| Problem to solve |
Scan the records for "rink" and copy each line that contains it.

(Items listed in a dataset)
____________________

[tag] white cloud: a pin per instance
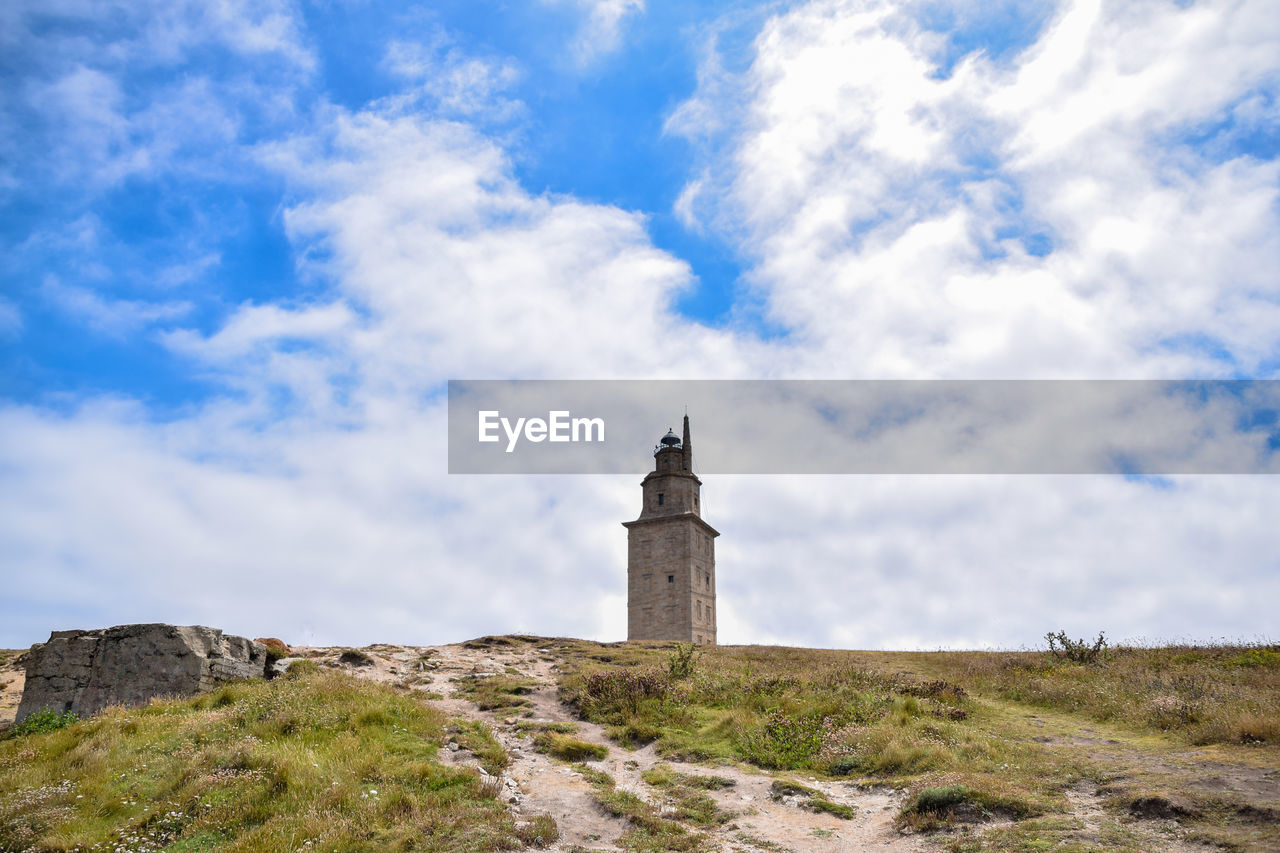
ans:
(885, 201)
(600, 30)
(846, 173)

____________________

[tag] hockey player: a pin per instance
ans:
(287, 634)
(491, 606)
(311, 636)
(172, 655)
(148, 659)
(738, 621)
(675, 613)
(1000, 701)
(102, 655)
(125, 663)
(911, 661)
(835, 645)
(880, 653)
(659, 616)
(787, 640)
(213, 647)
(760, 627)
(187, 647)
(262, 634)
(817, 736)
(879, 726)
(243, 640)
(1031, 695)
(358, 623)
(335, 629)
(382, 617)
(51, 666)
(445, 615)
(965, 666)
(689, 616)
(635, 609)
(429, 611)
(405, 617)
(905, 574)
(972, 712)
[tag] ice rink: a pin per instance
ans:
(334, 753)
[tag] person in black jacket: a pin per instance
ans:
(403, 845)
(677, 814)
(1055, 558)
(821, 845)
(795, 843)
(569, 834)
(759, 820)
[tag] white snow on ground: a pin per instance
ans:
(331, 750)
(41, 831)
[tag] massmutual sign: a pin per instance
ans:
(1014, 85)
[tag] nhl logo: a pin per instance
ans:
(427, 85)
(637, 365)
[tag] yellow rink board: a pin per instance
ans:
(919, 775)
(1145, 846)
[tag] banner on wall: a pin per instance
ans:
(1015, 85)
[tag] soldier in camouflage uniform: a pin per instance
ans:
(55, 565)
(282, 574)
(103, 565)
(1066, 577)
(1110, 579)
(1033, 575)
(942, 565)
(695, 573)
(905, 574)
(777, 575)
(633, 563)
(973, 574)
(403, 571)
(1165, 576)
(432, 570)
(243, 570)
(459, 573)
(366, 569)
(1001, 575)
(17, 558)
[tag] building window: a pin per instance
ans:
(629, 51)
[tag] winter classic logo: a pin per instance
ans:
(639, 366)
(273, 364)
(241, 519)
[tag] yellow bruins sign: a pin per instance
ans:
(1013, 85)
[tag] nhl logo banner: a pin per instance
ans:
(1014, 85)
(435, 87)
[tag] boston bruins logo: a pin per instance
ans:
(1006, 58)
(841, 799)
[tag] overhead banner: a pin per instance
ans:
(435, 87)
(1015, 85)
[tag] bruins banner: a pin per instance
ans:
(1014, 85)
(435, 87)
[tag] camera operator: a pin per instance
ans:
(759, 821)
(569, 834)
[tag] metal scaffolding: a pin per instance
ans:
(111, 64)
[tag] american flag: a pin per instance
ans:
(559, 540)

____________________

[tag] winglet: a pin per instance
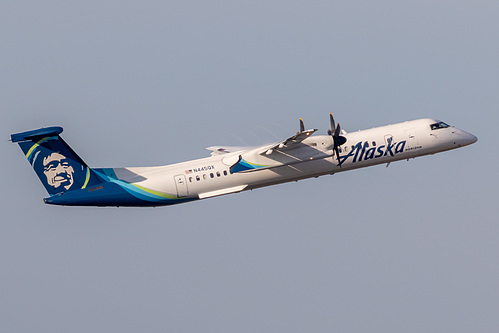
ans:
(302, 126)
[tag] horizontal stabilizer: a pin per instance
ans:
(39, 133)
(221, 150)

____________________

| Your solution |
[tag] ice rink: a pin per instance
[tag] yellow rink board: a pin per instance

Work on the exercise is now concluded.